=== Section Start ===

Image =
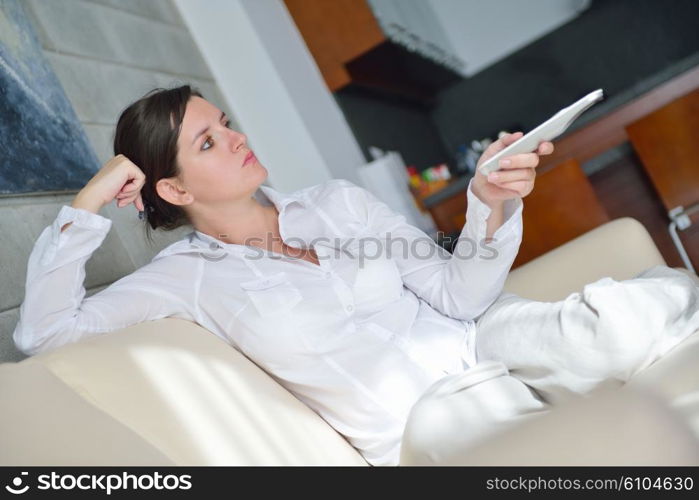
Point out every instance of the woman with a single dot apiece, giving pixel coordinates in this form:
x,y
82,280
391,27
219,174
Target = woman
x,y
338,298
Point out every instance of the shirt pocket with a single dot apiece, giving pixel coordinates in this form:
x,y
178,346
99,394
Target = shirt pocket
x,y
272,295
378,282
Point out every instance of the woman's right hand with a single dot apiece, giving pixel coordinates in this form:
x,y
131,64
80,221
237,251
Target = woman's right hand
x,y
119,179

=== Section End ===
=== Section Start ===

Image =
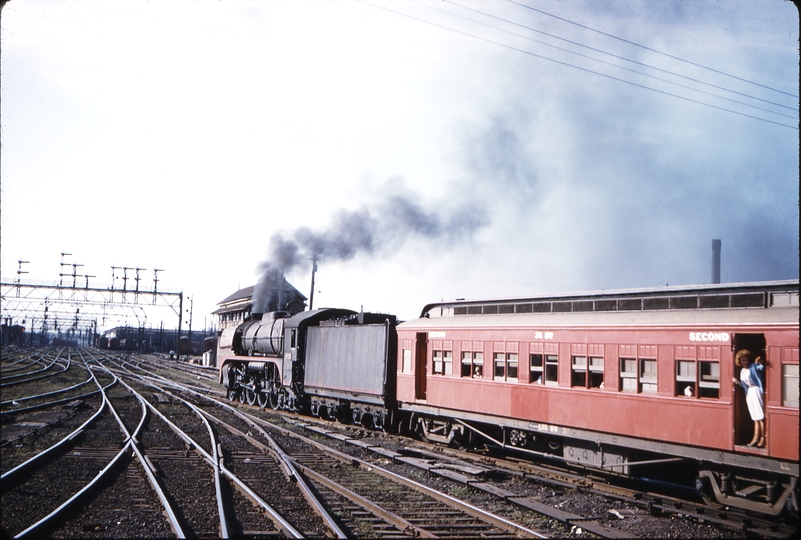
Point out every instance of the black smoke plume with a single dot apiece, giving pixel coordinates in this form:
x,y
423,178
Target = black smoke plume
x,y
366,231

=== Section End ===
=== Section Start ===

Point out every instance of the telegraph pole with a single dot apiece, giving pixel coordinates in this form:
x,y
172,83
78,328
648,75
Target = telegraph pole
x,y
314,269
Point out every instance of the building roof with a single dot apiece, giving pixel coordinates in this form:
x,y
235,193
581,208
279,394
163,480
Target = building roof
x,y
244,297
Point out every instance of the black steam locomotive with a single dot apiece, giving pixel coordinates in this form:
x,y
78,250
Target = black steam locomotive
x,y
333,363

=== Section End ===

INSTRUCTIONS TO FOLLOW: When the string "giving" appears in a line of the records above, that line is to be copied.

RESULT BELOW:
Point out every instance of the woman with a single dot apiece, giving pixel coordinates in this form:
Point out every instance of the shirt pocket with a single dot apiece, giving pixel coordinates in this form:
Point out every instance of the woman's right hand with a single dot apiece, giving pixel coordinates in this form:
Point out every instance of the black smoke plume with a single dot apiece, giving pixel coordinates in this form:
Point out every instance of the telegraph pole with a single dot apiece, giving pixel coordinates in this form:
Point out every instance of the building roof with a single dot apiece, giving pixel coordinates in this form:
Point out every instance of the black steam locomotive with a single dot apiece, giving pixel coordinates in this form:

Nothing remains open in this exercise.